Last month, we launched our Celebrating Excellence Awards which is a great opportunity to show appreciation for the outstanding work our staff do – day in and day out – in our hospitals and across the community.
There is now less than two weeks to go until nominations for our awards close, so please tell us who you think deserves to be recognised for the real difference they make to patients or the people they work with. You can submit a nomination here or if you need some paper nominations for your department or area, please email: [email protected]
Gloves off, wash your hands
We are launching a campaign called Gloves off, wash your hands this week. This aims to remind staff to wash their hands and only wear gloves when necessary – as the overuse of gloves carries risks of healthcare-acquired infection, skin irritation and is damaging to the environment.
Gloves have been a fundamental part of personal protective equipment throughout the COVID-19 pandemic for NHS staff. However, this has meant that the excess gloves used at Newcastle Hospitals throughout this time was equal to 21 tonnes in weight – the same as 16 Mini Coopers or one wind turbine.
As part of our commitment to reduce our impact on the environment, in line with our Climate Emergency Strategy, we want to significantly reduce this waste. We are supporting colleagues to change their practice and only use gloves when necessary – they are not a substitute for good and effective hand hygiene.
In the NHS we all have a key role in helping to make healthcare more sustainable and helping the environment. Using fewer gloves is better for staff, patients and the environment.
We know there are cases when gloves are needed, for more information about appropriate use of gloves, please click here.
Further details on hand hygiene and effective hand washing can be found here. For more information please contact [email protected].
Improvement case study
Our latest improvement case study is from Tyneside Integrated Musculoskeletal Service who have introduced virtual group consultations to help improve patient care. Read more here.
Community teams reconnect and celebrate
On Wednesday, our community teams joined together at a special event promoting staff wellbeing, inclusion and engagement. The event was organised by community staff after highlighting they wanted to feel more connected in their staff survey, other teams in their directorate and their What Matters to You work.
Regaining a sense of togetherness is especially important to our community teams – as we all know, the directorate is made up of a diverse workforce with geographically dispersed staff, with limited face to face contact. It’s also understandable that a sense of unity has been especially difficult over the past two years through the pandemic.
The event was made up of exhibition stalls and presentations – providing plenty of opportunities to share information, proud achievements and quality improvements. It provided everyone with the opportunity to all come back together, encouraging conversations between teams and services, have some cross-pollination of learning, share stories and to say thank you to colleagues.

Work instruction A =
List every risk the hospital staff news names for overusing gloves.
Work instruction B =
Set down the hospital staff news word for word, starting with "In the NHS we" and going on through "and the environment.".

Extracted records =
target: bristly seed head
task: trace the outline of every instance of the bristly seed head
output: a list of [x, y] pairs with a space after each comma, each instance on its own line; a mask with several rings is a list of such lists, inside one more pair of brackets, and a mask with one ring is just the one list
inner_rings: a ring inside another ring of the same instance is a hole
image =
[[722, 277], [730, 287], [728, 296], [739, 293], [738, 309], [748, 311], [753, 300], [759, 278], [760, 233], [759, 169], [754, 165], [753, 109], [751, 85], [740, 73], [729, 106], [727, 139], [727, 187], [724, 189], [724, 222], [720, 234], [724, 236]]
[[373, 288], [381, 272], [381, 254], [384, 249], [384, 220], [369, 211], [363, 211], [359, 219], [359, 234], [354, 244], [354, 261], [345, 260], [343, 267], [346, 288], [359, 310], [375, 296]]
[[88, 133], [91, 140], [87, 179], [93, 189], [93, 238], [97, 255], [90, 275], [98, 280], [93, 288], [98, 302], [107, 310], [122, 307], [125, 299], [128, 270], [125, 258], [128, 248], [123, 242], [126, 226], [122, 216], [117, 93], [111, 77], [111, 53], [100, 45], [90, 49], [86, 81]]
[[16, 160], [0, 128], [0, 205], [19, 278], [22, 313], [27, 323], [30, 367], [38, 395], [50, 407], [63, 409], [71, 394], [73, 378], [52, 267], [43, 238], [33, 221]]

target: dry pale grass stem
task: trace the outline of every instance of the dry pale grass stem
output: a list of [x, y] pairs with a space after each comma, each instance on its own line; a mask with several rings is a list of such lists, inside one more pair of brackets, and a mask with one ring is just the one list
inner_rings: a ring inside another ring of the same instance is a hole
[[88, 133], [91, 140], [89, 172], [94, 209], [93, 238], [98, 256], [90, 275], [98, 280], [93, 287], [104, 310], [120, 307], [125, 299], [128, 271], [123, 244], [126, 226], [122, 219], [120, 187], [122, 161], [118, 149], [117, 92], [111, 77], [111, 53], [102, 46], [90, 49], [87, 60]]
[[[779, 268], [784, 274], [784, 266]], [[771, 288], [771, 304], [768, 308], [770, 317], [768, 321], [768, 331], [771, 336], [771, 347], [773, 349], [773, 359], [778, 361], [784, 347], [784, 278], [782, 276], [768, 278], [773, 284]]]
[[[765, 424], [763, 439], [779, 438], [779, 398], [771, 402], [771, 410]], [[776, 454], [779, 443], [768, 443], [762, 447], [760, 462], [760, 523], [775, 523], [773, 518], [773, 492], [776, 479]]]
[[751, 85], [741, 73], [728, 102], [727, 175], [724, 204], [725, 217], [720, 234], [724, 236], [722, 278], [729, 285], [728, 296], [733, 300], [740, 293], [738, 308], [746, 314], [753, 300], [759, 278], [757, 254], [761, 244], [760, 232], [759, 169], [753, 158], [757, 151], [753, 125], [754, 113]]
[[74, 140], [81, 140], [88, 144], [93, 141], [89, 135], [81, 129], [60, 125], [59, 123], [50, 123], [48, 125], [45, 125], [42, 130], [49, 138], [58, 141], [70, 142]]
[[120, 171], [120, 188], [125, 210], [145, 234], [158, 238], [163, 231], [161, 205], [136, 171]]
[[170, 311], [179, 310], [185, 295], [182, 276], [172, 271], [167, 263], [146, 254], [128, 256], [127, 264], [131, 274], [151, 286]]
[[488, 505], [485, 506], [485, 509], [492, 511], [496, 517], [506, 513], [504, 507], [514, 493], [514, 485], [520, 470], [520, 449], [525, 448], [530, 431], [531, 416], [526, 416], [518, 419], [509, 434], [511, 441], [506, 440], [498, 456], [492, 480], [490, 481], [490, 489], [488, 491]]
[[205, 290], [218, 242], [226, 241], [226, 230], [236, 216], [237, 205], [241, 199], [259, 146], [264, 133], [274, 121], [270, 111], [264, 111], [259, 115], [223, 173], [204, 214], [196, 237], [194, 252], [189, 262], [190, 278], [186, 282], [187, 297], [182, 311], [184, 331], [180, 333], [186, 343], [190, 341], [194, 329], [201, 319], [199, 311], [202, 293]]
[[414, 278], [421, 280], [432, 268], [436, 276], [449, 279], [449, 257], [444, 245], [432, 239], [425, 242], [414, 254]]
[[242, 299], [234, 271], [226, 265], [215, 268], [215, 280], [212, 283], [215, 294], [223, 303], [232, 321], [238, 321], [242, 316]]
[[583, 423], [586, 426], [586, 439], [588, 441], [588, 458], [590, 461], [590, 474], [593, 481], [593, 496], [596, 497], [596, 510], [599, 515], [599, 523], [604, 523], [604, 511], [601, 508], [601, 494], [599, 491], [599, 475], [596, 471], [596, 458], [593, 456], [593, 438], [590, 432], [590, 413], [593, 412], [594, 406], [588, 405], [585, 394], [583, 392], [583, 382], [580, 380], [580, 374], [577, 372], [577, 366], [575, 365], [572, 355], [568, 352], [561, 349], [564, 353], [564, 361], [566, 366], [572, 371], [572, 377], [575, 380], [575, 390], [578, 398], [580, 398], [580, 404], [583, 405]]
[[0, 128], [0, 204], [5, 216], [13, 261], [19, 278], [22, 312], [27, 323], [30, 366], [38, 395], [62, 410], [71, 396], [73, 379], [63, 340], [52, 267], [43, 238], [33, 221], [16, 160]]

Result A =
- Healthcare-acquired infection
- Skin irritation
- Damage to the environment

Result B =
In the NHS we all have a key role in helping to make healthcare more sustainable and helping the environment. Using fewer gloves is better for staff, patients and the environment.